Copying task for the records below: reproduce each one exactly and drop the pictures.

---- The data

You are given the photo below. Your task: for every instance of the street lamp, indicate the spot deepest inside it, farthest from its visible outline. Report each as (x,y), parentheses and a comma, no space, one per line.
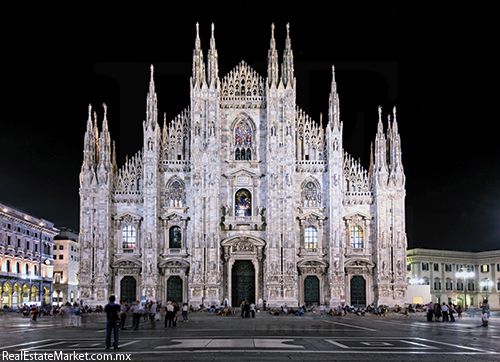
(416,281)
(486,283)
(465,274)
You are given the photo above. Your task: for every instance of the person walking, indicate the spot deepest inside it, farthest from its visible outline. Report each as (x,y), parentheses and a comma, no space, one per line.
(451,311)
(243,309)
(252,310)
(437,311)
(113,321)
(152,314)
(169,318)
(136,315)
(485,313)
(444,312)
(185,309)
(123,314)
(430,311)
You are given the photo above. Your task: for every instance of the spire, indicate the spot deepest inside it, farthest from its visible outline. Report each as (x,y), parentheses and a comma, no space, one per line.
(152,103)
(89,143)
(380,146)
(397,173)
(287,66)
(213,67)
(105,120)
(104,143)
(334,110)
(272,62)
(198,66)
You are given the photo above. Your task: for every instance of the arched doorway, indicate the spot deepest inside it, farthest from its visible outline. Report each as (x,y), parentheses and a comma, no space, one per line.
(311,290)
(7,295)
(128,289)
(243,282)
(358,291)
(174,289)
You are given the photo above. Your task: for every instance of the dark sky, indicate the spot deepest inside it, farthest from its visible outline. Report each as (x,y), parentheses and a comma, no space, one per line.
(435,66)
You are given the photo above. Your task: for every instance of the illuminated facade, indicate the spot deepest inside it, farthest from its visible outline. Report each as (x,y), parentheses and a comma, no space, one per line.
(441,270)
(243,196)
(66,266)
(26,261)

--------

# [Your solution]
You are given the photo below. Your task: for every instance of the street lamp, indicate the spot deepest inside it, farthest from its visible outline. Report each as (x,y), parentheses and a comma, no space, one per line.
(416,281)
(486,283)
(465,274)
You are given the photo above. Your task: for every instance of the person walking, indicate the spot deepest inside it, farthest from its visible outline. Report each as (x,y), parentheses and a comma, no space, one per line.
(451,311)
(243,309)
(252,310)
(437,311)
(113,321)
(152,314)
(169,318)
(136,315)
(485,313)
(444,312)
(185,309)
(123,314)
(430,311)
You are given the photo above. Your task: for every instance of the spire, indicate the spot deepest inside it, farthest from its visible outline. Report each as (x,y), parentheses and a comma, no space, one per line.
(152,103)
(89,143)
(380,146)
(397,173)
(287,66)
(213,67)
(105,120)
(104,143)
(334,110)
(272,62)
(198,66)
You are given the photo above. Your task: for every instance of the arched doorway, indicate the spot deepest inside it, farthest from its visible outline. Report each as (x,y), parentheses and a comma, no space, one per line.
(311,290)
(7,295)
(128,289)
(243,282)
(358,291)
(174,289)
You are given the photo above. Your task: for every instance of the dark sky, indicate the spot deepest inside it, farthest from its visible outline. Report each as (x,y), parentheses and a comma, no space, one per line.
(435,66)
You are given the photo above. Your task: for every instance of the illuminated facade, indicate the spot deepest inside it, farthest from its visible outline. Report each as (x,y), parentheses and a comma, no space, one per line.
(441,270)
(243,196)
(66,266)
(26,261)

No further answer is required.